Start Text excerpt

Policy Perspectives , Vlm 5, No.1

 

Introduction

 

Many scholars classify the Islamic World into six cultural zones: the Arab world; sub-Saharan Africa; the Turkish zone, including Central Asia and even central Europe; the Persian Gulf; South Asia; and Southeast Asia or the Malay zone. In the West, Muslims are creating a new cultural zone of Islam. There are three main actors in this zone: immigrant Muslims; the second generation of the immigrants; and indigenous Muslims, such as African Americans, and White or Spanish Muslims. As these three types of Western Muslims interact with each other and with the larger non-Muslim society, a new cultural zone of Islam is emerging.

 

Although the basic tenets of Islam are the same throughout the world, their practical manifestation varies in different regions. The basic tenet of the Islamic wedding, for example, is consent of both parties and then a contract called nikah. However, the ceremony of a Muslim wedding in South Asia contains several traditions that have been adopted from Hindu traditions, such as mehndi, mayoon and barat. Likewise, in other cultural zones, nikah is conducted through other different types of ceremonies. Since the Islamic cultural zone in the West is a new phenomenon and the Muslim traditions in the West have not fully evolved, several issues and debates are emerging there.

 

Being a Minority

A key issue pertains to the relatively new situation of Muslims voluntarily leaving their Muslim homelands to live as a minority in the West alongside a very large non-Muslim majority. Muslims account for about 3 percent of the population in Europe, and about 2 percent in the US, but the interesting phenomenon is that they are neither compelled to go there nor are they being subdued. Secondly, the proportion of second generation and indigenous Muslims is also growing. So, there are debates all over the West on, for example, how to live in these countries as a significant minority, what the social implications and responsibilities are, how to take part in the political process, whether the armies of those countries may be joined, and how to interact with other non-Muslim groups.

End Text excerpt

# Written exercise 1
Reproduce the passage on Muslims in the West word for word, from start to finish.
The records have no connection to the passage about Muslims in the West.

Start Data for this task

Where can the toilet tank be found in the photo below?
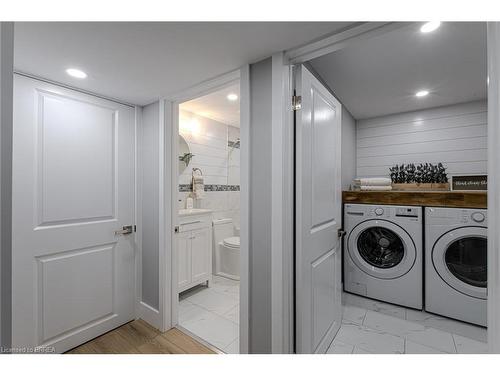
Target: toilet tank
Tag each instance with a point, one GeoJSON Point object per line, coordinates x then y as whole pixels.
{"type": "Point", "coordinates": [223, 228]}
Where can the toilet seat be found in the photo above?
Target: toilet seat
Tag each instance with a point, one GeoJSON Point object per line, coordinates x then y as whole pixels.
{"type": "Point", "coordinates": [232, 242]}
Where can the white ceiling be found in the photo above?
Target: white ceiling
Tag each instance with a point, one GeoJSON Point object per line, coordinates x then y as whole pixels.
{"type": "Point", "coordinates": [139, 62]}
{"type": "Point", "coordinates": [380, 75]}
{"type": "Point", "coordinates": [216, 106]}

End Data for this task

# Written exercise 2
Write out all of the records again, replacing every "toilet" with "lavatory" and leaving everything else unchanged. Omit the pictures.

# Task solution 1
Policy Perspectives , Vlm 5, No.1

 

Introduction

 

Many scholars classify the Islamic World into six cultural zones: the Arab world; sub-Saharan Africa; the Turkish zone, including Central Asia and even central Europe; the Persian Gulf; South Asia; and Southeast Asia or the Malay zone. In the West, Muslims are creating a new cultural zone of Islam. There are three main actors in this zone: immigrant Muslims; the second generation of the immigrants; and indigenous Muslims, such as African Americans, and White or Spanish Muslims. As these three types of Western Muslims interact with each other and with the larger non-Muslim society, a new cultural zone of Islam is emerging.

 

Although the basic tenets of Islam are the same throughout the world, their practical manifestation varies in different regions. The basic tenet of the Islamic wedding, for example, is consent of both parties and then a contract called nikah. However, the ceremony of a Muslim wedding in South Asia contains several traditions that have been adopted from Hindu traditions, such as mehndi, mayoon and barat. Likewise, in other cultural zones, nikah is conducted through other different types of ceremonies. Since the Islamic cultural zone in the West is a new phenomenon and the Muslim traditions in the West have not fully evolved, several issues and debates are emerging there.

 

Being a Minority

A key issue pertains to the relatively new situation of Muslims voluntarily leaving their Muslim homelands to live as a minority in the West alongside a very large non-Muslim majority. Muslims account for about 3 percent of the population in Europe, and about 2 percent in the US, but the interesting phenomenon is that they are neither compelled to go there nor are they being subdued. Secondly, the proportion of second generation and indigenous Muslims is also growing. So, there are debates all over the West on, for example, how to live in these countries as a significant minority, what the social implications and responsibilities are, how to take part in the political process, whether the armies of those countries may be joined, and how to interact with other non-Muslim groups.

# Task solution 2
Where can the lavatory tank be found in the photo below?
Target: lavatory tank
Tag each instance with a point, one GeoJSON Point object per line, coordinates x then y as whole pixels.
{"type": "Point", "coordinates": [223, 228]}
Where can the lavatory seat be found in the photo above?
Target: lavatory seat
Tag each instance with a point, one GeoJSON Point object per line, coordinates x then y as whole pixels.
{"type": "Point", "coordinates": [232, 242]}
Where can the white ceiling be found in the photo above?
Target: white ceiling
Tag each instance with a point, one GeoJSON Point object per line, coordinates x then y as whole pixels.
{"type": "Point", "coordinates": [139, 62]}
{"type": "Point", "coordinates": [380, 75]}
{"type": "Point", "coordinates": [216, 106]}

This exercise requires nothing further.